Exercise description — Copy out the records below, changing "earns a point" to "is worth one point" everywhere it occurs and leaving the rest untouched.
********************
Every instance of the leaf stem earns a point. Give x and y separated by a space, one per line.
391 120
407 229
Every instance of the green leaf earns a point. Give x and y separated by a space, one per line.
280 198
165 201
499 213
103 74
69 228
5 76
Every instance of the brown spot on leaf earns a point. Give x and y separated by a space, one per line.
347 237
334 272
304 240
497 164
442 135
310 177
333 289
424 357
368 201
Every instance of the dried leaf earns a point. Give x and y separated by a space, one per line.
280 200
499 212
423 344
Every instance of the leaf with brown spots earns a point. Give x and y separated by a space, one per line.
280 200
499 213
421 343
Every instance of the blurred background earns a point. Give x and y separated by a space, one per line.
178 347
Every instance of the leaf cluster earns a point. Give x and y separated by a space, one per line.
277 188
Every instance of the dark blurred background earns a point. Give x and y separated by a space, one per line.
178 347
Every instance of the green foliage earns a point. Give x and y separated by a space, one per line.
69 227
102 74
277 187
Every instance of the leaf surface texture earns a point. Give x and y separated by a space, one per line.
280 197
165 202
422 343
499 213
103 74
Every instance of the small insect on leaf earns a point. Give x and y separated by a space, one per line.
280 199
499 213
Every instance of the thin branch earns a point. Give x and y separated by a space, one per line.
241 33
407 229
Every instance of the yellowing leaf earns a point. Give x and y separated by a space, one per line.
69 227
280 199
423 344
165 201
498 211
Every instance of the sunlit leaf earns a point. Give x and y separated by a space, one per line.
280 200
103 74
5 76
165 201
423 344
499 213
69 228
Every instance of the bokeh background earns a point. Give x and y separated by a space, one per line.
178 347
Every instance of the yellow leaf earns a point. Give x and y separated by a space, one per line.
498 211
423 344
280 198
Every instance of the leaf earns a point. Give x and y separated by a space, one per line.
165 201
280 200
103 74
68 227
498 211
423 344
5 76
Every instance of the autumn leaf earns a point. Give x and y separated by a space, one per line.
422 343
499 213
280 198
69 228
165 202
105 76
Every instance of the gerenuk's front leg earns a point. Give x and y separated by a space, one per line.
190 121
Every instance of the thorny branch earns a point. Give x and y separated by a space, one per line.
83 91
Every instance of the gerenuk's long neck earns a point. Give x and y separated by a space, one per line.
********************
Result of this exercise —
Every instance of the leaf stem is worth one point. Give x and y separated by a space, one per line.
391 120
407 229
Every instance of the green leaf is worth one point. Give x and y separated by a space, one per line.
280 198
165 201
499 213
103 74
69 228
5 76
Every instance of the brown spot on leaf is worth one point. Give x and y separated by a space, one per line.
347 237
334 272
304 240
497 164
442 135
310 177
333 289
424 357
368 201
Every instance of the dried leaf is worth one point. Give x and y separated by a space, one per line.
280 200
499 212
423 344
Every instance of the leaf with brown spots is worth one point. Give x and y separated by a space, one per line.
280 200
499 213
421 343
Every instance of the blurred background is worth one point. Give x and y separated by a space, one per line.
178 347
Every instance of the leaf cluster is worth one point. Give x and y separated by a space, one per line.
277 188
Every instance of the dark blurred background is worth one point. Give x and y separated by a space, one per line.
178 347
Every instance of the green foliage is worth one point. Give x and y separated by a space, one per line.
69 227
102 74
277 187
Every instance of the leaf surface texture is worth one point. Give x and y separated by a space, one per line.
280 197
165 202
422 343
499 213
103 74
Every instance of the small insect on leaf is worth one point. Give x and y separated by a space, one per line.
280 199
499 213
Every instance of the thin branch is worth one point. Give x and y separated by a space, one per line.
241 33
407 229
Every instance of the yellowing leaf is worth one point. Give x and y separated by a space, one per line.
69 227
280 199
423 344
165 201
498 211
Every instance of the sunlit leaf is worth one point. Give x and y separated by a space, one per line.
280 200
103 74
5 76
165 201
423 344
499 213
69 228
Every instance of the bokeh background is worth one point. Give x and y separated by a space, one per line.
178 347
Every instance of the yellow leaf is worth one point. Give x and y separated by a space, one per line.
498 211
423 344
280 198
Every instance of the leaf is worth one point. Give x and y separated by a space, one per line.
165 201
280 200
103 74
68 227
498 211
423 344
5 76
Every instance of the autumn leaf is worth one point. Give x and y separated by a space, one per line.
422 343
499 213
280 198
69 228
165 202
105 76
Every instance of the gerenuk's front leg is worth one point. Give x and y separated by a space, one per line.
190 121
Every instance of the thorny branch is worth one point. Give x and y separated by a space, one per line.
83 91
Every instance of the gerenuk's long neck is worth one point. Give x and y separated by a space, one per line.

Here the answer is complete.